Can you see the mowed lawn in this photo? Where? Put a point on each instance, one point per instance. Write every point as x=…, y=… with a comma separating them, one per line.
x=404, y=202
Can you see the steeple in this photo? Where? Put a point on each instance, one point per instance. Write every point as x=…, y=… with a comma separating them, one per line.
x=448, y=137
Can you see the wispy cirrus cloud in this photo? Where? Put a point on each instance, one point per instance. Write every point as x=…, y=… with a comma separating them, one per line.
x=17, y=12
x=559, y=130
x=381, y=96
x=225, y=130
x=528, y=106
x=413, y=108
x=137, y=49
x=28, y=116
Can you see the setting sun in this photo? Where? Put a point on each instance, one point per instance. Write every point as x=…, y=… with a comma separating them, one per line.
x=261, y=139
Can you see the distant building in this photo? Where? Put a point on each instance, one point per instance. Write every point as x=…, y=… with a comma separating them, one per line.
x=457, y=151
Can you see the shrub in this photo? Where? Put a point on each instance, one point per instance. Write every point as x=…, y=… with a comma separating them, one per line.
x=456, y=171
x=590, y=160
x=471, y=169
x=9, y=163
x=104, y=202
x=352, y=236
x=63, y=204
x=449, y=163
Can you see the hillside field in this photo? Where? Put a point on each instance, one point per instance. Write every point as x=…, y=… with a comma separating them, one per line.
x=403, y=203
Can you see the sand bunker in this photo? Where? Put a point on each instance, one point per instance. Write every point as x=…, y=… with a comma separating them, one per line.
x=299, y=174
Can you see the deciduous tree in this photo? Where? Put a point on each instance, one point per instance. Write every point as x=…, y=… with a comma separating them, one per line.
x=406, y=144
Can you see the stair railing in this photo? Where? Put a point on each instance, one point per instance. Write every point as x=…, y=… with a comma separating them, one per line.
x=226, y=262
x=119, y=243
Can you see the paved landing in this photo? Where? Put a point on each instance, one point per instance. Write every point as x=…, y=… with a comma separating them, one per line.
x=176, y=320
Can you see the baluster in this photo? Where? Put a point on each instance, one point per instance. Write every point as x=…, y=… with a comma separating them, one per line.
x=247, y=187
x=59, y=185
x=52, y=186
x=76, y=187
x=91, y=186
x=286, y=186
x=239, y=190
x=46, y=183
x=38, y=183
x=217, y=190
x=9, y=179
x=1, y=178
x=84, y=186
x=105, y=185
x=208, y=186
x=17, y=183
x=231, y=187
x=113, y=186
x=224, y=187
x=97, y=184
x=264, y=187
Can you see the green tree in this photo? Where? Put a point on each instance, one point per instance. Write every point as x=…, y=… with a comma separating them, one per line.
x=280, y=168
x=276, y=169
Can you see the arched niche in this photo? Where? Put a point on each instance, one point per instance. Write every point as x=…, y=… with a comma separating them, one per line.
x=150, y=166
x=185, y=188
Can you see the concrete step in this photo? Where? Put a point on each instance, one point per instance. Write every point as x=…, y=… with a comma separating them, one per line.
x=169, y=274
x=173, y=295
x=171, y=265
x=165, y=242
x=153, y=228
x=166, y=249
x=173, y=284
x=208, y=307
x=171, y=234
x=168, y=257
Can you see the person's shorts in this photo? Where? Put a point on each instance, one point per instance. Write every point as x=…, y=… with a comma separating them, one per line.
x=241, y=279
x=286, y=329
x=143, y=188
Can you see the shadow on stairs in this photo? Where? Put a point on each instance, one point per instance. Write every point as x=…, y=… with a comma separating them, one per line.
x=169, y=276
——
_WHAT IS EXPECTED_
Every entry, from first to last, is to be reproduced exactly.

_ANSWER FOR THE TASK_
Can you see the mowed lawn in this photo? Where? Put a point on each instance, one point per instance. Write every point as x=…, y=… with a comma separating them, one per line.
x=404, y=202
Can you see the steeple in this photo? Where? Put a point on each instance, one point per instance. Write every point as x=…, y=… with a comma separating them, one per line.
x=448, y=137
Can you see the wispy cirrus cloud in this photo? Where? Put a point on each instance, one point per instance. Write every point as x=…, y=… with a comma separating them, one per line.
x=17, y=12
x=559, y=130
x=381, y=96
x=225, y=130
x=528, y=106
x=413, y=108
x=137, y=49
x=28, y=116
Can you see the setting sun in this photo? Where? Put a point on each instance, one point per instance. Write every point as x=…, y=… with a comma separating them, one per line.
x=261, y=139
Can you see the distant building in this photo? Where? Put a point on each instance, one point per instance. Write every point as x=…, y=… with a comma separating them, one per line.
x=457, y=151
Can you see the shrub in this photo? Where? Put a point on each instance, one point per instance. Write every point as x=…, y=… with a comma separating them, one per line.
x=456, y=171
x=590, y=160
x=471, y=169
x=9, y=163
x=104, y=202
x=352, y=236
x=63, y=204
x=449, y=163
Can you see the hillside field in this photo? Where? Put a point on each instance, one point per instance. Write every point as x=…, y=… with a comma separating them, one per line.
x=403, y=203
Can you see the sand bunker in this photo? Where? Put a point on each instance, one point per instance. Write every point as x=…, y=… with a comma separating them, one per line.
x=299, y=174
Can you see the deciduous tree in this photo? Where? Put a point on each instance, one point per instance. Write every point as x=…, y=… with a comma separating them, one per line.
x=406, y=144
Can you see the stair railing in this photo? Where? Put a point on each instance, one point per instance. Write every point as x=…, y=… with a comma separating them, one per line.
x=226, y=262
x=119, y=243
Can you see the paved landing in this photo? Where? Put a point on each instance, one point per instance. Write every point as x=…, y=… with a comma separating them, one per line.
x=176, y=320
Can you see the baluster in this photo? Where? Put a point on each instance, one point per instance. Write every point as x=…, y=… with a comma separating them, one per line.
x=247, y=187
x=59, y=185
x=52, y=186
x=76, y=187
x=91, y=186
x=286, y=186
x=239, y=190
x=46, y=183
x=38, y=183
x=217, y=190
x=9, y=179
x=1, y=178
x=84, y=186
x=105, y=185
x=208, y=186
x=17, y=183
x=231, y=187
x=113, y=186
x=224, y=187
x=97, y=184
x=264, y=187
Can you see the green tree in this photo? Where? Put a point on each instance, one point per instance. Write every point as x=…, y=… with a comma separating them, one per line.
x=280, y=168
x=276, y=169
Can you see the arched niche in this photo? Where? Put a point on each instance, one point per instance. Write every point as x=…, y=… with a comma separating them, one per line.
x=150, y=166
x=185, y=188
Can you see the concrete step in this photo? Where? Put a point on each instance, one point per instance. Write every point as x=…, y=… with a comma separating them, one per line.
x=169, y=274
x=173, y=295
x=171, y=265
x=165, y=242
x=153, y=228
x=166, y=249
x=173, y=284
x=208, y=307
x=171, y=234
x=168, y=257
Can you see the person's shorts in this photo? Where? Put a point on each instance, one point per instance. Write every point as x=…, y=… with a comma separating them, one per line.
x=241, y=279
x=286, y=329
x=143, y=188
Can you see the shadow on stairs in this photo? Where? Put a point on each instance, one point per instance. Write every point as x=…, y=… with a comma separating them, one per line.
x=169, y=276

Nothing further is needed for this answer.